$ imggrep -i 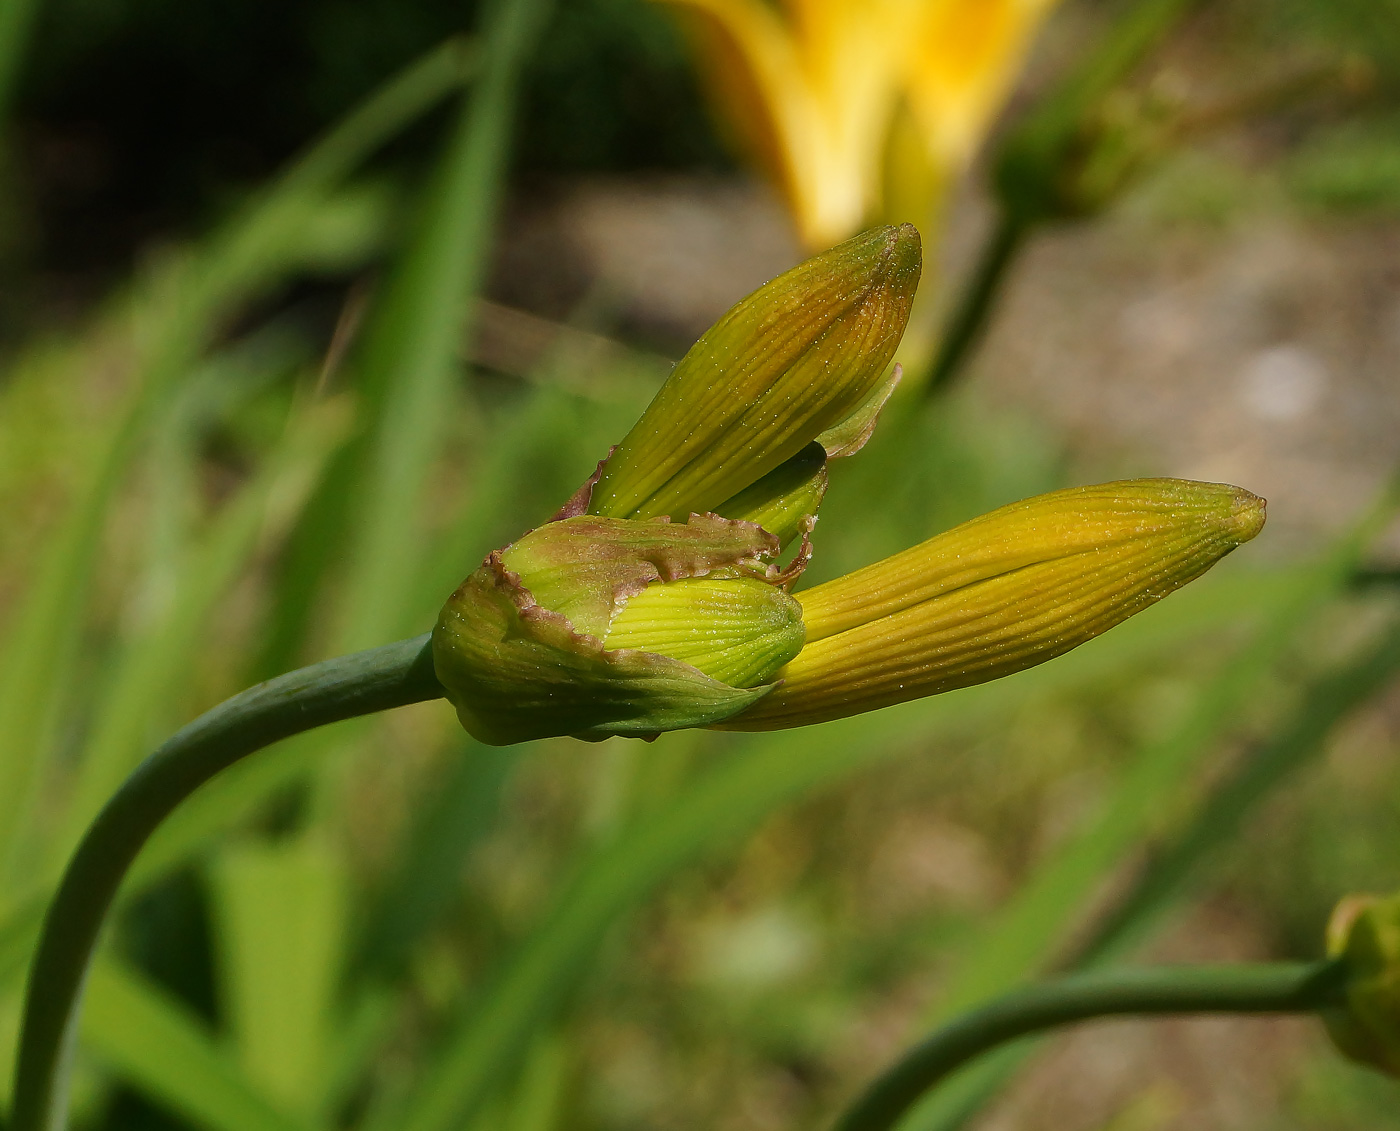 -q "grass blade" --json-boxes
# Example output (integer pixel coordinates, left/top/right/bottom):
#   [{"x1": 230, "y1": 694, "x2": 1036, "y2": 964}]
[
  {"x1": 52, "y1": 398, "x2": 350, "y2": 869},
  {"x1": 0, "y1": 0, "x2": 39, "y2": 134},
  {"x1": 1073, "y1": 613, "x2": 1400, "y2": 967},
  {"x1": 0, "y1": 37, "x2": 475, "y2": 874},
  {"x1": 351, "y1": 739, "x2": 515, "y2": 983},
  {"x1": 331, "y1": 0, "x2": 552, "y2": 656},
  {"x1": 881, "y1": 614, "x2": 1400, "y2": 1131},
  {"x1": 208, "y1": 836, "x2": 349, "y2": 1121},
  {"x1": 82, "y1": 956, "x2": 311, "y2": 1131}
]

_ _ _ _

### Problem details:
Exactly the lines from the one containing "# Example output" through the final line of the records above are needed, copied word for word.

### Exercise response:
# Example output (integer pixel coordinates, left/top/right/bottom):
#   [{"x1": 230, "y1": 694, "x2": 1036, "y2": 964}]
[
  {"x1": 52, "y1": 398, "x2": 350, "y2": 869},
  {"x1": 0, "y1": 0, "x2": 39, "y2": 134},
  {"x1": 1073, "y1": 613, "x2": 1400, "y2": 967},
  {"x1": 0, "y1": 37, "x2": 475, "y2": 874},
  {"x1": 351, "y1": 739, "x2": 515, "y2": 983},
  {"x1": 331, "y1": 0, "x2": 552, "y2": 656},
  {"x1": 881, "y1": 614, "x2": 1400, "y2": 1131},
  {"x1": 208, "y1": 836, "x2": 349, "y2": 1121},
  {"x1": 82, "y1": 956, "x2": 311, "y2": 1131}
]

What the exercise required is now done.